_Your assignment_
Note each line of the entries that includes "sample". Then copy those lines.

START Recorded information

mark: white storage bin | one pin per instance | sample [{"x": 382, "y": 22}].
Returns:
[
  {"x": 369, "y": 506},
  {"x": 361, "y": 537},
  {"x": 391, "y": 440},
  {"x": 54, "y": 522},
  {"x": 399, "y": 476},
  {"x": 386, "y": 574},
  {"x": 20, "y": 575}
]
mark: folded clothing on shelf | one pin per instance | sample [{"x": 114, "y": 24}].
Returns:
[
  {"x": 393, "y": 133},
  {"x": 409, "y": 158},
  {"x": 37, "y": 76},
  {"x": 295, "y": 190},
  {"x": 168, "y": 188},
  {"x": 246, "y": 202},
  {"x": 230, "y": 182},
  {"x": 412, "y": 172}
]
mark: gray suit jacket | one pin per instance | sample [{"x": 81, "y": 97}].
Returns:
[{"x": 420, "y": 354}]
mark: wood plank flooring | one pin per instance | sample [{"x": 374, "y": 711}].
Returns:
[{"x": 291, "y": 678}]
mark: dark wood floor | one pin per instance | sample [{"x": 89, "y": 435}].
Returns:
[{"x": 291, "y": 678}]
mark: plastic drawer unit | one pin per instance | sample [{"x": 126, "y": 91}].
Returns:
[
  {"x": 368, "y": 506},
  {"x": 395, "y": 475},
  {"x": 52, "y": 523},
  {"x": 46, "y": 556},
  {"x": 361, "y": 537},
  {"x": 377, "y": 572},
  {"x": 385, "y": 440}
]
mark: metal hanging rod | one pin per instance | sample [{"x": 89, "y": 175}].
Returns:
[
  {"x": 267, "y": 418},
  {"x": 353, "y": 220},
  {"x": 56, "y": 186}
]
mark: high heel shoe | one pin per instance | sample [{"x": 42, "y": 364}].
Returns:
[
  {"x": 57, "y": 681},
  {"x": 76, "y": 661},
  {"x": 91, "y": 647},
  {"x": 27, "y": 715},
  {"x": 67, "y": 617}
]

END Recorded information

_Result_
mark: white storage bin | one pin per instance | sample [{"x": 382, "y": 22}].
mark: folded clothing on shelf | one pin per instance | sample [{"x": 114, "y": 24}].
mark: gray suit jacket | one pin per instance | sample [{"x": 81, "y": 97}].
mark: wood plank flooring | one pin per instance | sample [{"x": 374, "y": 711}].
mark: dark wood floor | one pin per instance | sample [{"x": 89, "y": 435}].
mark: plastic drawer unit | one pin per instance | sample [{"x": 126, "y": 91}].
mark: metal hanging rod | one pin per instance | sample [{"x": 89, "y": 175}].
mark: high heel shoe | one pin per instance | sample [{"x": 42, "y": 364}].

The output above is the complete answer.